- _Article_
((

Sunday, April 01, 2007

Obliging Janet

Janet a.k.a. "Wonder Mom" from Dancing Through sent me the following interview questions after I left her a comment that basically said something like:

"There's NO WAY I'd request to be interviewed by another blogger. I'd be too scared of what they would ask."

So I'm feeling really heard. Ahem.

Dammit Janet.

The Interview Questions
by Janet a.k.a. "Wonder Mom"


1. What is the most joyful experience you have ever had? (Doesn't have to be from motherhood.)


Taking an ultralite flight out of Zambia over Victoria Falls.

Victoria Falls Zimbabwe


2. If someone gave you a park rangers outfit, what would you do in return for that generous person?

If some one gave me a National Park Ranger Uniform in my husband's size (complete with the hat - and I prefer the summer hat, mind you) then I would give them...

...an extra large bottle of pjur -- that they might fulfill their own fantasy unfettered by a sticky hand.

3. Are you a procrastinator? If so, what do you do to procrastinate?

I am not a procrastinator. I am a planner. Recall The Family Plan.

4. Park Ranger or Zoo Keeper?

Psssssssssh.

Oh great and powerful internets, let us help Janet a.k.a. "Wonder Mom" see the difference in the following:

Zoo Keeper: Smells of elephant and gorilla sweat.

Park Ranger: Smells like a cold, starry night under giant pines with a campfire blazing and marshmallows roasting.

Who do we want in our bed?

The National Park Ranger.

heart5

Yes, yes, YES!!!!!!!

5. Complete this sentence: I deserve ___________.

A swift kick in the...?

A knuckle sandwich?

A break today?

Everything I get?

It?

Ah ha!

I deserve the opportunity to grill some other chump from the internet.

Who's game?


28 comments:

Paige said...

go ahead. interview me if you must.

Blog Antagonist said...

I'm very envious of all your travels. That picture was gorgeous!! I still think a Scottish Highlander is way hotter than a Park Ranger, but at least yours still exists. SIGH.

Janet a.k.a. "Wonder Mom" said...

THAT was fabulous.

PLUS you referenced me to THE one and only, greatest 'Janet' of all time.

I heart you.

NotSoSage said...

Can I modify the request somewhat?

Could you interview Alpha DogMa?

))

- _Supplied information_
((

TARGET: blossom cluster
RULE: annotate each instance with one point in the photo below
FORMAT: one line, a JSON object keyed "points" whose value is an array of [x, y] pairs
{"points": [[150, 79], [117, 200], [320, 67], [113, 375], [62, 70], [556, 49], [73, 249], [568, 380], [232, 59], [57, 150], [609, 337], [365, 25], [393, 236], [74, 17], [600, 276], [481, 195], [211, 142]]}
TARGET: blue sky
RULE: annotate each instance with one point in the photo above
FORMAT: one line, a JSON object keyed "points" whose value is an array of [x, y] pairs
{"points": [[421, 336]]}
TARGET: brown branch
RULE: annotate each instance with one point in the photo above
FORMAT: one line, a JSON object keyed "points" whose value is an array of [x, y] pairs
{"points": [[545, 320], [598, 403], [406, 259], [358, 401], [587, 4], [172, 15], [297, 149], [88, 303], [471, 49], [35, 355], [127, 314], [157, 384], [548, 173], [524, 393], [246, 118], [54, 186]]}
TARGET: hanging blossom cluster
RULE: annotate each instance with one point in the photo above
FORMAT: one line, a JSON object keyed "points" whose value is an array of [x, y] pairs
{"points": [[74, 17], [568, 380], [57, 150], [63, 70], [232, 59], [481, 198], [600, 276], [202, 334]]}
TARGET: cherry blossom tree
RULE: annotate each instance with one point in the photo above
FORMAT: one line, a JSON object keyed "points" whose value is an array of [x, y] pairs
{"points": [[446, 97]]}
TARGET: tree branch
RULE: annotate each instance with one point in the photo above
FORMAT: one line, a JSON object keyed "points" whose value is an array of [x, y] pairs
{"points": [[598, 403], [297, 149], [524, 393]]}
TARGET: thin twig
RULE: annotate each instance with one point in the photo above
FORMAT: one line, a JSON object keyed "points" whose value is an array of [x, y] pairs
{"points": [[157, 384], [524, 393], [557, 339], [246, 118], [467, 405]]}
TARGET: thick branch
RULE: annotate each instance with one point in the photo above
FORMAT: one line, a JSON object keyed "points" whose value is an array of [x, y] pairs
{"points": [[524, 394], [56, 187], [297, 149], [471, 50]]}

))

- _Given request 1_
Translate the sentence "Who do we want in our bed?" from the interview post into Spanish.
- _Given request 2_
Reproduce the interview post word for word from "2. If someone" up to and including "would give them...".
The data isn't needed for any of this.

- _Full output 1_
¿A quién queremos en nuestra cama?

- _Full output 2_
2. If someone gave you a park rangers outfit, what would you do in return for that generous person?

If some one gave me a National Park Ranger Uniform in my husband's size (complete with the hat - and I prefer the summer hat, mind you) then I would give them...